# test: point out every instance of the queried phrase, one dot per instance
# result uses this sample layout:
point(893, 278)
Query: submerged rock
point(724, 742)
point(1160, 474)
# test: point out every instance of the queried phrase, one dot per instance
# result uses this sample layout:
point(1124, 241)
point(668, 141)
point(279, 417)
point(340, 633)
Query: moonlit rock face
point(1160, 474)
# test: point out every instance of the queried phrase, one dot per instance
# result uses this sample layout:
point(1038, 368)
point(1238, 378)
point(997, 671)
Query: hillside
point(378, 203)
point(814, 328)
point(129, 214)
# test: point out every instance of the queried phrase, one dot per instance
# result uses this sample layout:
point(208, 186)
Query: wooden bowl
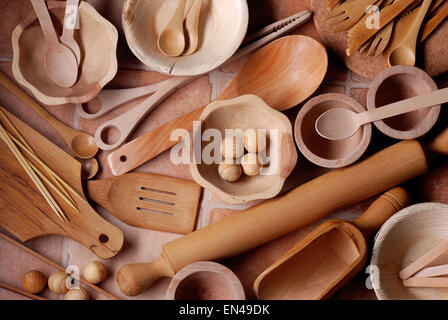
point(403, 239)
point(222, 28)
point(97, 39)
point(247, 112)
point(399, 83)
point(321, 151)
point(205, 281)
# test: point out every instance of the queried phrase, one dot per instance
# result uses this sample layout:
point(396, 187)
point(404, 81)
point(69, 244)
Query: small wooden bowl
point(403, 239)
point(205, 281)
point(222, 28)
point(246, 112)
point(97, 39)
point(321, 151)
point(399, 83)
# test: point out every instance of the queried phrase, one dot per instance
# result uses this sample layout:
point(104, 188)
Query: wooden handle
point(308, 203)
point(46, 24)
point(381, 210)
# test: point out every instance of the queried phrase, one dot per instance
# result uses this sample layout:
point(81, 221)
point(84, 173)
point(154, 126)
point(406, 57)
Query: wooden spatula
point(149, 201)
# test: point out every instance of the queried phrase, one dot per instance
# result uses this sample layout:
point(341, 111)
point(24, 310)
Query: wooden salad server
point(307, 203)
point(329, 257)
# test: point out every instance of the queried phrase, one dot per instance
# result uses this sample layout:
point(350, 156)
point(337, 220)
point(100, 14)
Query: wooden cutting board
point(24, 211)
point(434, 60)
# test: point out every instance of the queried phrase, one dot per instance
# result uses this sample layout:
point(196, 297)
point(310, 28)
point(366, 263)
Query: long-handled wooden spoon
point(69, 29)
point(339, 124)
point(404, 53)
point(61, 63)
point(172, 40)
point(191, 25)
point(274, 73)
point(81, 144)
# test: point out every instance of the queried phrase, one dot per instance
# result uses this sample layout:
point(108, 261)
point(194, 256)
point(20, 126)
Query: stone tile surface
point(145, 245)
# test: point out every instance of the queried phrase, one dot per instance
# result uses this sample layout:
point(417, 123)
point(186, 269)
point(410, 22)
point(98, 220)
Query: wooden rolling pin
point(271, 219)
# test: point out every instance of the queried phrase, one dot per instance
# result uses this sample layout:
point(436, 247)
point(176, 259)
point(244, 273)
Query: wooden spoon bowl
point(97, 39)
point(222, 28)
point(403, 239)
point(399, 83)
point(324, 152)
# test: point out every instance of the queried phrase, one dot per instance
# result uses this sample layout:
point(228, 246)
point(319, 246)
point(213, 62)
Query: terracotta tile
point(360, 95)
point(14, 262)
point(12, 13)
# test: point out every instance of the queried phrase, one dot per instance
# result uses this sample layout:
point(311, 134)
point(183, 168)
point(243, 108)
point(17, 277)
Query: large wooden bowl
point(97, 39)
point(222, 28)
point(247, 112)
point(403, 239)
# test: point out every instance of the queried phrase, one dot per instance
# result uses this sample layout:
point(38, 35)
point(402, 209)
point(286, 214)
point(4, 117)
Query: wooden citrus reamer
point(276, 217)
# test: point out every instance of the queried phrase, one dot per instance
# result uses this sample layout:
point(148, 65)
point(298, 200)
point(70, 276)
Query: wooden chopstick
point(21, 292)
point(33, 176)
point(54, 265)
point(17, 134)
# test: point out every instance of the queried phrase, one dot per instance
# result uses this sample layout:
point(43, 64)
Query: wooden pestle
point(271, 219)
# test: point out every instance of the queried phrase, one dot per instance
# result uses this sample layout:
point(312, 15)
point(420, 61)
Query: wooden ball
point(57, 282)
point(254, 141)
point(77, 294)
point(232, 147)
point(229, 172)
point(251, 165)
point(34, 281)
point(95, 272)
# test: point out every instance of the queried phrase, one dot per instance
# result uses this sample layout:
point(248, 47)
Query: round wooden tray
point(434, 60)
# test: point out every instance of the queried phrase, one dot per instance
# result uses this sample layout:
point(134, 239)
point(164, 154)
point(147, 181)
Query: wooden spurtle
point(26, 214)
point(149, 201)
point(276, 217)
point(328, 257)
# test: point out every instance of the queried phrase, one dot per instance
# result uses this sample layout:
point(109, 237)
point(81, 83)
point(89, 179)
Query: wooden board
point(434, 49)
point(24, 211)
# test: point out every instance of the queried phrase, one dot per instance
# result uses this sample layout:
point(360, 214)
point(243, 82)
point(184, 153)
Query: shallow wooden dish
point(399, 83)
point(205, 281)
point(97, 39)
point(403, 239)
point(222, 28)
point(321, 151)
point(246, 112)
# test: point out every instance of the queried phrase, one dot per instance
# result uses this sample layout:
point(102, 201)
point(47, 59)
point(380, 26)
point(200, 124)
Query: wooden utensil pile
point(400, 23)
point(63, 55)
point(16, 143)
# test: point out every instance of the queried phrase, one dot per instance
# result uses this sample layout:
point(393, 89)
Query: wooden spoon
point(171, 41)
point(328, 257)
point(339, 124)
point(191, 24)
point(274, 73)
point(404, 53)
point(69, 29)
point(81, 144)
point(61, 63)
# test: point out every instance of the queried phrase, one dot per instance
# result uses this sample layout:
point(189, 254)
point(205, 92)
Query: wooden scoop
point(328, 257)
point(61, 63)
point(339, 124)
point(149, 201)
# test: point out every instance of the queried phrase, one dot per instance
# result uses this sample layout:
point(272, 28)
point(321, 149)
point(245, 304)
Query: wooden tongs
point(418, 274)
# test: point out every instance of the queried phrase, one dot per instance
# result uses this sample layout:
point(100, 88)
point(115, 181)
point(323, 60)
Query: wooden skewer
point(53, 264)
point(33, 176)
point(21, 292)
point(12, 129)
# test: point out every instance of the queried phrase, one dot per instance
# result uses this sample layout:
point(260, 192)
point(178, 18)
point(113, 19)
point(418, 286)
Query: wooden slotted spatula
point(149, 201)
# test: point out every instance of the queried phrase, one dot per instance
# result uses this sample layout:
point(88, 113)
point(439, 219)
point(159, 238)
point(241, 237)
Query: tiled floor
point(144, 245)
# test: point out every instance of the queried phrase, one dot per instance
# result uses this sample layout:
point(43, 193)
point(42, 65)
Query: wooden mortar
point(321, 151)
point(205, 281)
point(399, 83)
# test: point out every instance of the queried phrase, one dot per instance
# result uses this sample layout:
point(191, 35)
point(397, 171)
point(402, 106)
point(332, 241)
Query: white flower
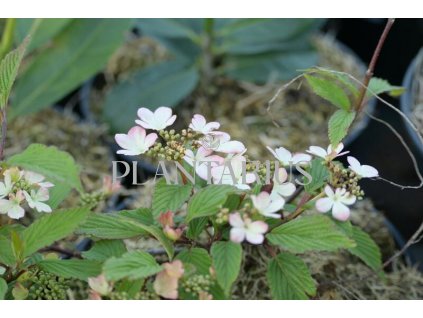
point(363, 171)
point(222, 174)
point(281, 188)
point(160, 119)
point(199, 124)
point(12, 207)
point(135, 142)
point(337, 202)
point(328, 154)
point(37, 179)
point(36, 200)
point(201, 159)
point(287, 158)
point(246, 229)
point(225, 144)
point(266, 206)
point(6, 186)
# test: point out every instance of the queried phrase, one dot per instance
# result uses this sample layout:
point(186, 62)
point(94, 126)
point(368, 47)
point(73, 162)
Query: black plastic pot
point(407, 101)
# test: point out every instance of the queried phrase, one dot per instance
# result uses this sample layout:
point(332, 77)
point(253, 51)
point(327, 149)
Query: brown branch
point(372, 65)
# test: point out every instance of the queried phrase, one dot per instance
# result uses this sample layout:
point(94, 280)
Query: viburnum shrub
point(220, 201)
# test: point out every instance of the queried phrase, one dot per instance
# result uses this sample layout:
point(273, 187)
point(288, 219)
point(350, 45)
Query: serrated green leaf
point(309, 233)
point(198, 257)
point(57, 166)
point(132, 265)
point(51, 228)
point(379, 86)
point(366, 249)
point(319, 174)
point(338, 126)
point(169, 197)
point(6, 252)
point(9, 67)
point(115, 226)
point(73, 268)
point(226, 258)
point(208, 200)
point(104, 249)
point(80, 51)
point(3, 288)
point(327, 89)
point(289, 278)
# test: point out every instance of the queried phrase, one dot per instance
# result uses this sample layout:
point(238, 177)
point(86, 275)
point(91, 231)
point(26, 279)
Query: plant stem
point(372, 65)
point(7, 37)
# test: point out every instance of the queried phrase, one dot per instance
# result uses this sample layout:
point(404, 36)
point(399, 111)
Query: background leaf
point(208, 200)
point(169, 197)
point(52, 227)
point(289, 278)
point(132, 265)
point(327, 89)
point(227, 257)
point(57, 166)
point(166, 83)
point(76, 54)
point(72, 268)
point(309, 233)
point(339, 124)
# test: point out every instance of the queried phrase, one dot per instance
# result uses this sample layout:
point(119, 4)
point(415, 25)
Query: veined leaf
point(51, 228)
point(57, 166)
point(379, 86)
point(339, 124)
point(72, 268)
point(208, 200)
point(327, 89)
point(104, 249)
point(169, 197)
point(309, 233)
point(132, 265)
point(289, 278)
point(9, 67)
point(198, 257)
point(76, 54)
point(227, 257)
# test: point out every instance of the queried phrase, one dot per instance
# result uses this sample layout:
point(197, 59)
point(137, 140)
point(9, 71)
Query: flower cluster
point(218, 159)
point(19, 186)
· · ·
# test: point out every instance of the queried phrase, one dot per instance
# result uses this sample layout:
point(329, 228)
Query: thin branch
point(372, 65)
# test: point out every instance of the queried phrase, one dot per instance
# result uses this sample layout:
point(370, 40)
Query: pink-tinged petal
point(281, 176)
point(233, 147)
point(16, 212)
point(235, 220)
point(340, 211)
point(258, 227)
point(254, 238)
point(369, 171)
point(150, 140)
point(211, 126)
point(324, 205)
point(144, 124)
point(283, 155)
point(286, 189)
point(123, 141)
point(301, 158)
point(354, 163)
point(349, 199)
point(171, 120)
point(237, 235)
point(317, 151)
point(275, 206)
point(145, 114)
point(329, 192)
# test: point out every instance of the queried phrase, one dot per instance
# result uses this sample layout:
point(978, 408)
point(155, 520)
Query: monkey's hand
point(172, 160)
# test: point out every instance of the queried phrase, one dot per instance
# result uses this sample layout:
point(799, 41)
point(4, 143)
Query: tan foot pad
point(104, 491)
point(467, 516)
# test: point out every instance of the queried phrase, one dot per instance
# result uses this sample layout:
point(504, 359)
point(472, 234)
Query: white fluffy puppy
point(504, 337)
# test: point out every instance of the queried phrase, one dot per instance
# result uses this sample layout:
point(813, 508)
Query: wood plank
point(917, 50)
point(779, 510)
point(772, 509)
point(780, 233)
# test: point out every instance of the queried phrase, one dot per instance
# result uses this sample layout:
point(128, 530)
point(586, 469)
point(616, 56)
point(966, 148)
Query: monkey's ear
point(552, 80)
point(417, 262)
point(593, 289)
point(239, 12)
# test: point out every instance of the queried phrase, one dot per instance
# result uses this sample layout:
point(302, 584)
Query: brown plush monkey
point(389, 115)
· · ·
Exercise prompt
Whatever pictures the records hold, omit them; give again exactly the lines from the one containing "point(397, 171)" through the one containing "point(350, 45)".

Output of the exercise
point(397, 171)
point(402, 106)
point(332, 241)
Query: white flower
point(363, 171)
point(222, 174)
point(281, 188)
point(160, 119)
point(199, 124)
point(12, 207)
point(135, 142)
point(337, 202)
point(328, 154)
point(37, 179)
point(36, 200)
point(201, 159)
point(287, 158)
point(246, 229)
point(225, 144)
point(266, 206)
point(6, 186)
# test: point out every instance of the queried phrase, one dot per instance
# result uses this sample layout:
point(186, 62)
point(94, 126)
point(368, 47)
point(73, 162)
Query: black plastic pot
point(407, 101)
# test: point out every instance of the queried phrase, one dot per instance
# result uses this sample layout:
point(332, 77)
point(253, 51)
point(327, 149)
Query: brown branch
point(372, 65)
# test: point out every instance of the queried phrase, one dot per instance
# result uses this sample layout:
point(94, 280)
Query: viburnum shrub
point(220, 201)
# test: point out every instance of the queried phrase, one dot per instance
# result uses this sample layout:
point(273, 187)
point(288, 219)
point(350, 45)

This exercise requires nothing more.